> _Aufgabe_
Schreiben Sie bitte alle folgenden Einträge zeichengenau ab. Die Bilder lassen Sie dabei weg.
▽
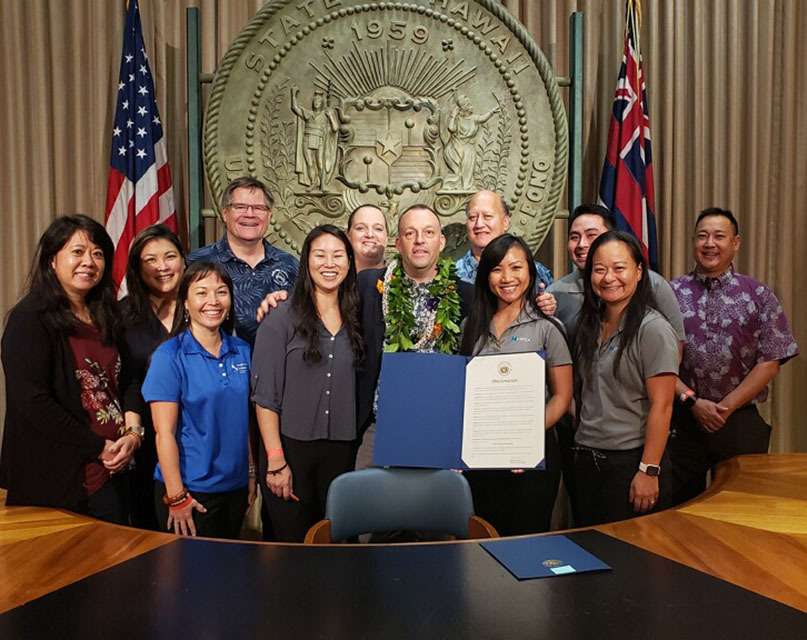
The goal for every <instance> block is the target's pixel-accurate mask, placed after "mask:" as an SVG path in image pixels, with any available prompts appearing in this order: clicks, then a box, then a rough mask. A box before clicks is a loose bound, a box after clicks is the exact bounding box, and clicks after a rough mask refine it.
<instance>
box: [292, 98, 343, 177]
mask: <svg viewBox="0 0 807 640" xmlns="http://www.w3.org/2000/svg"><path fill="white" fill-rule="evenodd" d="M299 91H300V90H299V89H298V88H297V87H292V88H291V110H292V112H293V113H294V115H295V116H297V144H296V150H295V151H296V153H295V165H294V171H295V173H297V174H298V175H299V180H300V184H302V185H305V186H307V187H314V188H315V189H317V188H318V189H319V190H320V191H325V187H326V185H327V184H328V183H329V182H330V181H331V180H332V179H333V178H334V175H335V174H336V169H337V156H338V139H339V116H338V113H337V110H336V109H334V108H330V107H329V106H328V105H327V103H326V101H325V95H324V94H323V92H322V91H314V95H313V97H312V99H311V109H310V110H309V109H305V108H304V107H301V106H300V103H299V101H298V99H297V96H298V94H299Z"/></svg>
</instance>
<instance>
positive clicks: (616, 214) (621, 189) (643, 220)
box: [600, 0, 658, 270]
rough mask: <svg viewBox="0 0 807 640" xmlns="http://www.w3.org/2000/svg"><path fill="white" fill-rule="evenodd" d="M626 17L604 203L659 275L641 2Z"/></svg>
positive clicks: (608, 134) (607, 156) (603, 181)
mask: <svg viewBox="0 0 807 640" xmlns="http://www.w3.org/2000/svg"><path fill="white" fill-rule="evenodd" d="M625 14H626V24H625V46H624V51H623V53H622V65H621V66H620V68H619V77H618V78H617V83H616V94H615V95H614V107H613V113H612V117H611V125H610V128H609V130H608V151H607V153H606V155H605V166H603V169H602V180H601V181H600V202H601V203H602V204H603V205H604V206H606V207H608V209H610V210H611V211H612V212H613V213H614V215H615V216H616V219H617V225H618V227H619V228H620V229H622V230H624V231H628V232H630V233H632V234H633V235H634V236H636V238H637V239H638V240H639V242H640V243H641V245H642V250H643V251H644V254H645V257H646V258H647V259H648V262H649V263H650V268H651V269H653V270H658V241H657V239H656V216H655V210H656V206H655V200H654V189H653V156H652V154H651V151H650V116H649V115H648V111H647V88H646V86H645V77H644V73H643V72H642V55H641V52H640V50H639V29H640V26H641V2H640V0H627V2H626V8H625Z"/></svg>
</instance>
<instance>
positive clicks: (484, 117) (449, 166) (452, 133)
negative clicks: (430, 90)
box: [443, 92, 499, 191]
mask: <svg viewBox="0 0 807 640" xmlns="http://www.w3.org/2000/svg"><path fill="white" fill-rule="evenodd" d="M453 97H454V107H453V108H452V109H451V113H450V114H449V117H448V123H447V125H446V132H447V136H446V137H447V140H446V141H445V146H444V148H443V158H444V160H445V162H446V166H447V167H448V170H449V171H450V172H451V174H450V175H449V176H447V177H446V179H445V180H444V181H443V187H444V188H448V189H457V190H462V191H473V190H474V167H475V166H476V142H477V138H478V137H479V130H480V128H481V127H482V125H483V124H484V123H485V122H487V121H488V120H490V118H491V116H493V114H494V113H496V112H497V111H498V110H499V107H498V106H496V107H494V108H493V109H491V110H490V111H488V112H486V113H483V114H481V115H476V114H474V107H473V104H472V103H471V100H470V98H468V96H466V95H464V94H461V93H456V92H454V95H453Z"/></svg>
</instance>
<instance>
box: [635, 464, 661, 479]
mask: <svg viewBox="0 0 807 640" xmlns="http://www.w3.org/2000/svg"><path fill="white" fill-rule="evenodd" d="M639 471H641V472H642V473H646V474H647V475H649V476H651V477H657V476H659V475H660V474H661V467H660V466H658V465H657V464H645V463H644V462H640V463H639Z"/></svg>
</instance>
△
> _Bearbeitete Aufgabe_
The goal for every <instance> block is the target's pixel-accurate mask, placed after "mask:" as an SVG path in image pixels, with any available prompts appearing in this order: clicks, then a box, then a rough mask. A box before clicks is a loose bound, a box after clicks is the exact bounding box, and clicks after a rough mask refine it.
<instance>
box: [292, 98, 343, 177]
mask: <svg viewBox="0 0 807 640" xmlns="http://www.w3.org/2000/svg"><path fill="white" fill-rule="evenodd" d="M299 91H300V90H299V89H298V88H297V87H292V88H291V110H292V112H293V113H294V115H295V116H297V144H296V150H295V151H296V153H295V165H294V171H295V173H297V174H298V175H299V180H300V184H302V185H305V186H307V187H314V188H315V189H317V188H318V189H319V190H320V191H325V187H326V185H327V184H328V183H329V182H330V181H331V180H332V179H333V178H334V175H335V174H336V169H337V156H338V139H339V116H338V113H337V110H336V109H334V108H330V107H329V106H328V105H327V103H326V101H325V95H324V94H323V92H322V91H314V95H313V97H312V99H311V109H310V110H309V109H305V108H304V107H301V106H300V103H299V101H298V99H297V96H298V94H299Z"/></svg>
</instance>
<instance>
positive clicks: (616, 214) (621, 189) (643, 220)
box: [600, 0, 658, 270]
rough mask: <svg viewBox="0 0 807 640" xmlns="http://www.w3.org/2000/svg"><path fill="white" fill-rule="evenodd" d="M626 17L604 203L659 275L641 2Z"/></svg>
positive clicks: (608, 134) (607, 156) (603, 181)
mask: <svg viewBox="0 0 807 640" xmlns="http://www.w3.org/2000/svg"><path fill="white" fill-rule="evenodd" d="M625 14H626V24H625V46H624V51H623V53H622V65H621V66H620V68H619V77H618V78H617V83H616V94H615V95H614V107H613V113H612V117H611V125H610V128H609V130H608V151H607V153H606V155H605V166H603V169H602V180H601V181H600V202H601V203H602V204H603V205H604V206H606V207H608V209H610V210H611V211H612V212H613V213H614V215H615V216H616V219H617V225H618V227H619V228H620V229H622V230H624V231H628V232H630V233H632V234H633V235H634V236H636V238H637V239H638V240H639V242H640V243H641V245H642V250H643V251H644V254H645V257H646V258H647V259H648V262H649V263H650V268H651V269H653V270H658V241H657V239H656V216H655V210H656V206H655V200H654V189H653V156H652V154H651V151H650V116H649V115H648V111H647V88H646V86H645V77H644V73H643V72H642V55H641V52H640V50H639V29H640V26H641V2H640V0H627V2H626V8H625Z"/></svg>
</instance>
<instance>
positive clicks: (484, 117) (449, 166) (452, 133)
negative clicks: (430, 90)
box: [443, 92, 499, 191]
mask: <svg viewBox="0 0 807 640" xmlns="http://www.w3.org/2000/svg"><path fill="white" fill-rule="evenodd" d="M453 97H454V107H453V108H452V109H451V113H450V114H449V117H448V123H447V125H446V132H447V136H446V137H447V140H446V141H445V146H444V148H443V158H444V160H445V162H446V166H447V167H448V170H449V171H450V172H451V174H450V175H449V176H447V177H446V179H445V180H444V181H443V187H444V188H448V189H457V190H462V191H473V190H474V167H475V166H476V142H477V138H478V137H479V130H480V128H481V127H482V125H483V124H484V123H485V122H487V121H488V120H490V118H491V116H493V114H494V113H496V112H497V111H498V110H499V107H498V106H496V107H494V108H493V109H491V110H490V111H488V112H486V113H483V114H481V115H476V114H474V107H473V104H472V103H471V100H470V98H468V96H466V95H464V94H461V93H456V92H454V95H453Z"/></svg>
</instance>
<instance>
box: [635, 464, 661, 479]
mask: <svg viewBox="0 0 807 640" xmlns="http://www.w3.org/2000/svg"><path fill="white" fill-rule="evenodd" d="M639 471H641V472H642V473H646V474H647V475H649V476H651V477H657V476H659V475H660V474H661V467H660V466H658V465H657V464H645V463H644V462H640V463H639Z"/></svg>
</instance>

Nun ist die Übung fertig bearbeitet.